Nursing – It’s All in the Family
You could say that nursing runs in Lori Shope’s blood. With a father and mother committed to nursing careers, Lori knew from a young age she wanted to be in the medical profession. What sealed the deal for her, she says, is the day, as a teenager, she accompanied her dad to the operating room to watch a real-life surgery. She says she knew right then and there that “medicine was in my future.”
After starting out in pre-med at Eastern Michigan University, Lori made the switch to nursing and has never looked back. She points to her parents’ commitment to helping others – whether in their profession or in everyday life – as a motivator to follow in their footsteps.
A lifetime of compassion
A nurse in the U-M Frankel Cardiovascular Center’s Pulmonary Hypertension Program, Lori, 46, describes her parents as, “the most caring people I’ve ever known. They both have always been committed to people. It’s a characteristic I got from both of them. They’ve been great role models and have helped me understand the importance of compassionate patient care.”
Lori’s father, Dan McGraw, 68, worked as an operating room nurse in the U-M health system for 20 years, then moved to the U-M Cancer Center in East Ann Arbor. He currently works at the Livonia Outpatient Surgery Center. Her mother, Melinda Brabant, who passed away in 2000, was a labor and delivery nurse at a Toledo health system.

[Collected data entries]
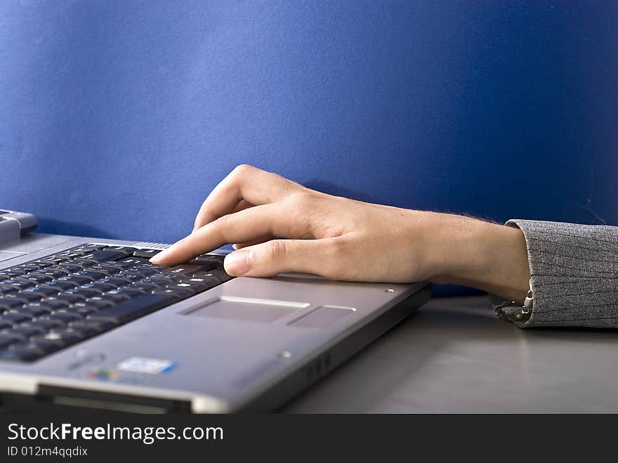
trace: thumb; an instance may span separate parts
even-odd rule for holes
[[[314,273],[338,278],[337,242],[323,240],[272,240],[230,253],[223,265],[232,276],[272,277],[287,272]]]

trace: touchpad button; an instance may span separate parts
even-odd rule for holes
[[[303,328],[324,328],[355,311],[353,307],[321,306],[307,315],[296,318],[289,325]]]
[[[270,323],[296,311],[305,308],[309,305],[304,302],[222,296],[182,313]]]

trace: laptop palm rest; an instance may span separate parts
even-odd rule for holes
[[[309,306],[305,302],[221,296],[180,314],[271,323]]]

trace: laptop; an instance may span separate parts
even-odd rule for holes
[[[29,233],[0,211],[0,409],[274,411],[430,297],[425,282],[232,278],[219,249]],[[4,242],[3,242],[4,240]]]

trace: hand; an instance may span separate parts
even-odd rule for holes
[[[522,299],[530,278],[517,229],[331,196],[247,165],[211,193],[189,236],[151,261],[176,265],[228,243],[237,250],[224,265],[235,276],[303,272],[348,281],[432,280]]]

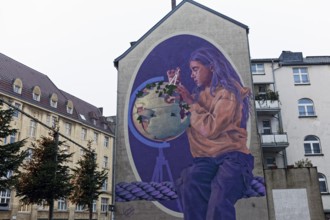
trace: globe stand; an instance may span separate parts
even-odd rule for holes
[[[156,164],[154,167],[154,172],[152,174],[151,181],[161,183],[163,182],[163,168],[165,167],[167,171],[168,178],[171,182],[173,182],[172,172],[168,161],[165,159],[163,148],[158,148],[158,157],[156,158]]]
[[[163,168],[164,167],[165,167],[165,170],[167,171],[169,180],[172,183],[174,183],[170,166],[164,156],[163,148],[160,147],[160,148],[158,148],[158,157],[156,158],[156,164],[155,164],[154,172],[153,172],[152,178],[151,178],[152,182],[157,182],[157,183],[163,182],[163,179],[164,179]],[[182,212],[183,209],[182,209],[180,200],[177,199],[176,201],[177,201],[179,211]]]

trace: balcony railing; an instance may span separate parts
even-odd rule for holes
[[[283,134],[261,134],[261,146],[266,151],[280,152],[289,146],[288,135]]]
[[[256,110],[258,114],[277,114],[280,111],[278,100],[256,100]]]

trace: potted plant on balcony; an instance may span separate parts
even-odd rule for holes
[[[266,91],[266,93],[257,94],[255,96],[255,100],[262,101],[262,102],[265,102],[265,101],[269,100],[271,103],[273,103],[274,101],[279,100],[279,94],[278,94],[278,92],[274,92],[274,91],[268,89]]]

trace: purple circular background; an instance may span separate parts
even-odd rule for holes
[[[146,57],[140,66],[130,94],[130,102],[134,102],[136,94],[134,91],[146,81],[155,77],[164,77],[167,80],[166,71],[180,67],[181,82],[188,90],[195,86],[190,78],[189,57],[190,54],[200,47],[215,47],[203,38],[193,35],[177,35],[158,44]],[[132,106],[128,109],[127,117],[132,121]],[[128,129],[129,144],[132,152],[134,164],[141,180],[144,182],[152,181],[152,175],[158,156],[158,150],[150,147],[136,138],[132,130]],[[155,146],[159,144],[155,142]],[[189,143],[186,133],[168,142],[170,147],[163,148],[165,159],[169,163],[174,181],[179,177],[183,168],[187,167],[192,157],[189,151]],[[170,181],[167,171],[163,169],[163,181]],[[180,212],[177,201],[160,202],[168,209]]]

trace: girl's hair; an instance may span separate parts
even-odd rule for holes
[[[227,58],[215,48],[202,47],[191,54],[189,61],[199,61],[212,70],[211,95],[214,95],[214,91],[218,86],[222,86],[232,92],[235,95],[236,100],[242,103],[241,127],[246,128],[250,112],[250,94],[242,99],[240,88],[237,86],[238,83],[243,87],[241,79],[232,65],[228,62]],[[203,88],[195,88],[194,92],[196,93],[197,98],[202,89]]]

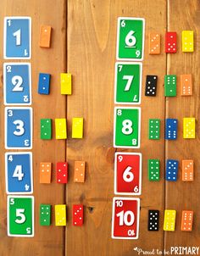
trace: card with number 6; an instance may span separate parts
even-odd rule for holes
[[[5,108],[5,148],[32,148],[32,108]]]
[[[141,108],[115,107],[114,147],[140,147]]]
[[[5,105],[31,104],[31,64],[3,64],[3,98]]]
[[[145,19],[118,18],[117,59],[143,60]]]
[[[138,239],[140,199],[114,198],[112,214],[112,238]]]
[[[141,195],[142,153],[119,152],[114,156],[114,193]]]
[[[30,59],[31,55],[31,19],[4,18],[4,58]]]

**About this task**
Reproduce the full profile of the nurse from a nursing family word for word, from its title through its final sentence.

**The completed task**
Nursing – It’s All in the Family
You could say that nursing runs in Lori Shope’s blood. With a father and mother committed to nursing careers, Lori knew from a young age she wanted to be in the medical profession. What sealed the deal for her, she says, is the day, as a teenager, she accompanied her dad to the operating room to watch a real-life surgery. She says she knew right then and there that “medicine was in my future.”
After starting out in pre-med at Eastern Michigan University, Lori made the switch to nursing and has never looked back. She points to her parents’ commitment to helping others – whether in their profession or in everyday life – as a motivator to follow in their footsteps.
A lifetime of compassion
A nurse in the U-M Frankel Cardiovascular Center’s Pulmonary Hypertension Program, Lori, 46, describes her parents as, “the most caring people I’ve ever known. They both have always been committed to people. It’s a characteristic I got from both of them. They’ve been great role models and have helped me understand the importance of compassionate patient care.”
Lori’s father, Dan McGraw, 68, worked as an operating room nurse in the U-M health system for 20 years, then moved to the U-M Cancer Center in East Ann Arbor. He currently works at the Livonia Outpatient Surgery Center. Her mother, Melinda Brabant, who passed away in 2000, was a labor and delivery nurse at a Toledo health system.